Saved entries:
--
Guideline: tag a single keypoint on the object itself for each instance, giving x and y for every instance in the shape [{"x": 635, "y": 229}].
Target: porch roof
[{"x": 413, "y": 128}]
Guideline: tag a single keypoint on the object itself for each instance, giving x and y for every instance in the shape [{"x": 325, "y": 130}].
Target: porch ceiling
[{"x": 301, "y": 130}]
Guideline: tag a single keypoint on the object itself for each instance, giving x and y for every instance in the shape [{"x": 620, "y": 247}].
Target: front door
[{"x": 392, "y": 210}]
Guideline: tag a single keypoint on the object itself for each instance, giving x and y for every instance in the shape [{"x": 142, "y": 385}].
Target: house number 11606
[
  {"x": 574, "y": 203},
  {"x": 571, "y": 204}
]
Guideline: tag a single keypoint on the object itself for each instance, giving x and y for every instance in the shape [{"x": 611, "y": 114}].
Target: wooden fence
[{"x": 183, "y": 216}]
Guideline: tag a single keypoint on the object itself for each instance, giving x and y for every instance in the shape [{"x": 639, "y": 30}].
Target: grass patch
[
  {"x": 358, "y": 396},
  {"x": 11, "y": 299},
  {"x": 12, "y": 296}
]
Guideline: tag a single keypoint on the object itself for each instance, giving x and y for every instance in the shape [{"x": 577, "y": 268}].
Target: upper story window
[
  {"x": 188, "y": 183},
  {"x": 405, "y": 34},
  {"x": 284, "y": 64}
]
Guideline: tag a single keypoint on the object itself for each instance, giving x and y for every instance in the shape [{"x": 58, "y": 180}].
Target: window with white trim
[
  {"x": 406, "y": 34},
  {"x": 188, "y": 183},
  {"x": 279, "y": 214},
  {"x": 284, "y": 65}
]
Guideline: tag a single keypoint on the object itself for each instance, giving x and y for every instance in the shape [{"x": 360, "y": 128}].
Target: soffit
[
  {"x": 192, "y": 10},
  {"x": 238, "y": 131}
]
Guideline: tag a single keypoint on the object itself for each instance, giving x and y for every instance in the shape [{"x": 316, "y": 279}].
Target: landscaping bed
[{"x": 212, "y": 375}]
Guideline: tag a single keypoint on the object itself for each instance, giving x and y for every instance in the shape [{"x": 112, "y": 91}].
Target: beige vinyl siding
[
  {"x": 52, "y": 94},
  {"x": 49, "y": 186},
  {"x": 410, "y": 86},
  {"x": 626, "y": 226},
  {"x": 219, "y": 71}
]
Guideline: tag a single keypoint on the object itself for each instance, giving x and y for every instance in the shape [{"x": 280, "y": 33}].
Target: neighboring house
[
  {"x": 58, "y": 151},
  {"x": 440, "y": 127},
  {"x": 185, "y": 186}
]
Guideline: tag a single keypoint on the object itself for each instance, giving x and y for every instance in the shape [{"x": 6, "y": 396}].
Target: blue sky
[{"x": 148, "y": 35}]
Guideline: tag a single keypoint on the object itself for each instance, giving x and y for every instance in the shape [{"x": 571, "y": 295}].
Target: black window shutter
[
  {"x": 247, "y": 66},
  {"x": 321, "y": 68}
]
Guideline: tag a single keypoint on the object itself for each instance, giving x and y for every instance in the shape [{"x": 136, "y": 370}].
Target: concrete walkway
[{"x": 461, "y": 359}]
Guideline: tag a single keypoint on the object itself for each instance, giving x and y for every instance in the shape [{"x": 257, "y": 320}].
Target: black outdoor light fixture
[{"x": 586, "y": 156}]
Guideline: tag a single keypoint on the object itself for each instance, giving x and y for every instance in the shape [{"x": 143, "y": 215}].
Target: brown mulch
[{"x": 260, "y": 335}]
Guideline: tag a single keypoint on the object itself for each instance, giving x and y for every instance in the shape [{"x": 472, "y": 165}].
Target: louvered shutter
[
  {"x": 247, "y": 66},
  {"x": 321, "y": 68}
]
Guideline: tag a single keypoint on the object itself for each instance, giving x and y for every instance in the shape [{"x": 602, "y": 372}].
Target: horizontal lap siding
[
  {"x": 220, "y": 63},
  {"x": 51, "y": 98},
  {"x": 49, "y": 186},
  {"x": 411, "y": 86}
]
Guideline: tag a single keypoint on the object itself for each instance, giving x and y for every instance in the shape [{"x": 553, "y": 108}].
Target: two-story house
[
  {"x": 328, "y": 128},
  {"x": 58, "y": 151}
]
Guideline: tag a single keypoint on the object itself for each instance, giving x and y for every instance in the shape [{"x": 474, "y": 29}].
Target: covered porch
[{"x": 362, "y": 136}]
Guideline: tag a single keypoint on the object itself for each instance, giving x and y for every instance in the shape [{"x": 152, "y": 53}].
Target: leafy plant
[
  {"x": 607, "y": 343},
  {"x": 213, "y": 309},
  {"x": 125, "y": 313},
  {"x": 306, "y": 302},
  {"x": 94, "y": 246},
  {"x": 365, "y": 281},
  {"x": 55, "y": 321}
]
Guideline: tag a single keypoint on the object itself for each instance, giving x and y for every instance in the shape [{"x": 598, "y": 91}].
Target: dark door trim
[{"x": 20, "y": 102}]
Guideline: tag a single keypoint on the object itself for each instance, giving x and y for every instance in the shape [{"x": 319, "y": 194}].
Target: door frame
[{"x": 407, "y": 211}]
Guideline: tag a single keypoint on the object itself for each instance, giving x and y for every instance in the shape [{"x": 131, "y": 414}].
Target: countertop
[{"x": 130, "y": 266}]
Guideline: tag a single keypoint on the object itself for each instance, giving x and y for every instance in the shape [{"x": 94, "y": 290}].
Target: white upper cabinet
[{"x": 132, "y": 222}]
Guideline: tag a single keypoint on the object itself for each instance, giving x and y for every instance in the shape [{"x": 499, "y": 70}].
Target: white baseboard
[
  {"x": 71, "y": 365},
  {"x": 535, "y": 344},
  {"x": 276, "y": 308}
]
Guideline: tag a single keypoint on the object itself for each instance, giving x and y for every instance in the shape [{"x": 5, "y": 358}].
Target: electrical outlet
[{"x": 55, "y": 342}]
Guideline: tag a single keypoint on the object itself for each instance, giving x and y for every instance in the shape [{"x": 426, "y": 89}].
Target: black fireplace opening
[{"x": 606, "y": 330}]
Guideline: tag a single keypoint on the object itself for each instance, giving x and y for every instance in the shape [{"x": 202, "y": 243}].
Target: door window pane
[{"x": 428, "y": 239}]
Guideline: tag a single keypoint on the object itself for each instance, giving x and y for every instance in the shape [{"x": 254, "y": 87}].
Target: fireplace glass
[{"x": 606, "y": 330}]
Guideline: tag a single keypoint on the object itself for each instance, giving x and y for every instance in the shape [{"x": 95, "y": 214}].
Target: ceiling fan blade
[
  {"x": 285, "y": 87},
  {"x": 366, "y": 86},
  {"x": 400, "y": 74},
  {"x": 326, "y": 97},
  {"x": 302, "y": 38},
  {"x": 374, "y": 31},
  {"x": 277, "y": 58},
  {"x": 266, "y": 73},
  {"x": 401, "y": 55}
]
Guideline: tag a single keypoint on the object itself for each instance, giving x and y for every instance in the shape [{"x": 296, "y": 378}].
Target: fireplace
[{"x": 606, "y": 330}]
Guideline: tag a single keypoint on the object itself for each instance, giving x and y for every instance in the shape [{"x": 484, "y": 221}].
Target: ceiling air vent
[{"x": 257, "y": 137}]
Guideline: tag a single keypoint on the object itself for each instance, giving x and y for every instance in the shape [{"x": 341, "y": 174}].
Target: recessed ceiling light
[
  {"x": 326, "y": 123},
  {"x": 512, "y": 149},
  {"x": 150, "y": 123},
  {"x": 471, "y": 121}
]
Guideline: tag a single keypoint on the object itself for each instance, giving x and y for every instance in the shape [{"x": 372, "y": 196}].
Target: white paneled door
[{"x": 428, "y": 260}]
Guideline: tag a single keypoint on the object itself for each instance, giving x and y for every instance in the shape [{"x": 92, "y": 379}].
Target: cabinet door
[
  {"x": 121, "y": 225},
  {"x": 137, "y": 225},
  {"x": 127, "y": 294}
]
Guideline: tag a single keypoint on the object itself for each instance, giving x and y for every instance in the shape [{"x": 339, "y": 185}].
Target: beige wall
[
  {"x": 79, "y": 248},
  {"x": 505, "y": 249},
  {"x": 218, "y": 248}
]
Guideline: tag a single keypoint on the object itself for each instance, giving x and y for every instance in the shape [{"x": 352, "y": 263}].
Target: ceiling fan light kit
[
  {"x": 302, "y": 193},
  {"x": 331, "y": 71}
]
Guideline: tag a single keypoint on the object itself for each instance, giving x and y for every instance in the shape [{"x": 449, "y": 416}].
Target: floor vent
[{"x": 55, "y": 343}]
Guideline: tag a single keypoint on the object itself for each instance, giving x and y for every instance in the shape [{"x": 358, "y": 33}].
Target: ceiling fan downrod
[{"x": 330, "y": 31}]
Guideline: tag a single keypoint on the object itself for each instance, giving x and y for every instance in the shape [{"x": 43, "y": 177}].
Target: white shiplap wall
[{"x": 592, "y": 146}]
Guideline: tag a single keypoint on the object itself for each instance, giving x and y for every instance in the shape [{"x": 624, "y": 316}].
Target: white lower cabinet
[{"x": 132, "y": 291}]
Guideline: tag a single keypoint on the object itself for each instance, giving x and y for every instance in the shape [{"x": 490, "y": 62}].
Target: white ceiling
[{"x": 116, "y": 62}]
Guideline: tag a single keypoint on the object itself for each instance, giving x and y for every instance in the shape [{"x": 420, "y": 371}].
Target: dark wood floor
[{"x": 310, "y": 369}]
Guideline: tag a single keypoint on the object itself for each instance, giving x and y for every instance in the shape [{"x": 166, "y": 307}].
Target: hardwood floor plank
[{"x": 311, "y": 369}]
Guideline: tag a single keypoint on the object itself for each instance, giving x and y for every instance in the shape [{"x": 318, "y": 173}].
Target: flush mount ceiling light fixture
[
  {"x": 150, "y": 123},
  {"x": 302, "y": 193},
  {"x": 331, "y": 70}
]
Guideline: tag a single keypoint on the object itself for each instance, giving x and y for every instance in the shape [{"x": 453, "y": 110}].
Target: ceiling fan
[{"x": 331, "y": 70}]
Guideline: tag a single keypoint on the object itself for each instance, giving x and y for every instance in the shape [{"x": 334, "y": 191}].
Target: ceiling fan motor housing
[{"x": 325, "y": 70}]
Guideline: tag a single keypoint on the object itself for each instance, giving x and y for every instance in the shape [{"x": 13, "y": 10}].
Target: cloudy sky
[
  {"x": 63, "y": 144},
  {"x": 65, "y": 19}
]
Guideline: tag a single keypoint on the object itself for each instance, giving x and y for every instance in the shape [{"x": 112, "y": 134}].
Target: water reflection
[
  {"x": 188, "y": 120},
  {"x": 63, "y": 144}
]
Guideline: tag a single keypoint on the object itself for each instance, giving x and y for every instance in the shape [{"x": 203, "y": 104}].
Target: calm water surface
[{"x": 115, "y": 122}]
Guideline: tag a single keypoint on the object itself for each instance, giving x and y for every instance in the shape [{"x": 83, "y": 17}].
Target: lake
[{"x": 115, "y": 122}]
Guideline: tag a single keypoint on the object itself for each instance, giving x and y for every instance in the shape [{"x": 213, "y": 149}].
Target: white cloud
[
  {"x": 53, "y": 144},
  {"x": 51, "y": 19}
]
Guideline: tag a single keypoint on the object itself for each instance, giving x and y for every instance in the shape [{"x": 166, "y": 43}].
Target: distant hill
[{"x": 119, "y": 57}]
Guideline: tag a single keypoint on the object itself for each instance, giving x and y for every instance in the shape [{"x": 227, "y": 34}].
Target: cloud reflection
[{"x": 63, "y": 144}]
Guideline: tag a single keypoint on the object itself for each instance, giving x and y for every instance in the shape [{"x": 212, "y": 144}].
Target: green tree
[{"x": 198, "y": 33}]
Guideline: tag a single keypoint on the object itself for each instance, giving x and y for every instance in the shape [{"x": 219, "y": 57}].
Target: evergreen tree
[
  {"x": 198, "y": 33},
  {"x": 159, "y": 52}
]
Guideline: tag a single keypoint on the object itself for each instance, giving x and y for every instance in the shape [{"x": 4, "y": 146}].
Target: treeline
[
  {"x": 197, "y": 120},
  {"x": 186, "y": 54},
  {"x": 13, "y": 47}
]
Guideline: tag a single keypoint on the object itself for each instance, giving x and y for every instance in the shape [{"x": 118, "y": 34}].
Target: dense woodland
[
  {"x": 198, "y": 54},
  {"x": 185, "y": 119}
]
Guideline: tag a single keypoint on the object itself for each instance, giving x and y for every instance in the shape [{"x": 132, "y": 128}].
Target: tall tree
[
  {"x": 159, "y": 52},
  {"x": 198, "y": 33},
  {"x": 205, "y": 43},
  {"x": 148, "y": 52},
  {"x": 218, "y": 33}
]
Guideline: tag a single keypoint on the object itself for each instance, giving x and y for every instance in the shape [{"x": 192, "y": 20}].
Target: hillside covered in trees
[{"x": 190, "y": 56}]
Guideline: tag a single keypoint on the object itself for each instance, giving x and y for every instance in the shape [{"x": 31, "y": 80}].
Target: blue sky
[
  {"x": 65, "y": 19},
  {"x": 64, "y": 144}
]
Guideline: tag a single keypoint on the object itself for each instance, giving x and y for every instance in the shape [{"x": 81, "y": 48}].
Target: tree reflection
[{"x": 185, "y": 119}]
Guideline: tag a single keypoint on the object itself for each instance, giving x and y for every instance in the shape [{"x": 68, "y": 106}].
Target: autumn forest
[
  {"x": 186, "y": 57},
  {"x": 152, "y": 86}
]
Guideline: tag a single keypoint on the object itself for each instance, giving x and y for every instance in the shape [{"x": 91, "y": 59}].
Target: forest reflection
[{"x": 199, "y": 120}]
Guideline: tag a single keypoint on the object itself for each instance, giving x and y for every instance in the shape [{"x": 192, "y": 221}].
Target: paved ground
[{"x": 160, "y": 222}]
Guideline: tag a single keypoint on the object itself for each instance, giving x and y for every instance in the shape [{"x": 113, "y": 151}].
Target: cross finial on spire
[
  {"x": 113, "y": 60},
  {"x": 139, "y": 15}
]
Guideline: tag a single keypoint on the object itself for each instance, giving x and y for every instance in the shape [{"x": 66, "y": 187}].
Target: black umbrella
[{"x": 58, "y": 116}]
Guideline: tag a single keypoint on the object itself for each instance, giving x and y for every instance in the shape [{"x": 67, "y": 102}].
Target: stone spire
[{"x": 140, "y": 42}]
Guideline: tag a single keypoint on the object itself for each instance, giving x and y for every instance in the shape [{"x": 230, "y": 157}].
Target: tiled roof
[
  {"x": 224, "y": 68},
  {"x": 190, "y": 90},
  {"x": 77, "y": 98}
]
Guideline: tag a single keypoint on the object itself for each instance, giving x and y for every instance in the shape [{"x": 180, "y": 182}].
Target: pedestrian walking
--
* **Assignment**: Retype exactly, and only, the lines from the line holding "Target: stone spire" through the last line of the data; both of those lines count.

* **Response to this exercise**:
Target: stone spire
[{"x": 140, "y": 42}]
Guideline: tag a single keypoint on the object itself for each instance, giving x and y for every instance in the shape [{"x": 230, "y": 157}].
Target: tiled roof
[
  {"x": 224, "y": 68},
  {"x": 190, "y": 90},
  {"x": 77, "y": 98}
]
Guideline: tag a single keypoint on the object itself for each instance, giving x and y for every instance in the shape [{"x": 180, "y": 182}].
Target: pedestrian walking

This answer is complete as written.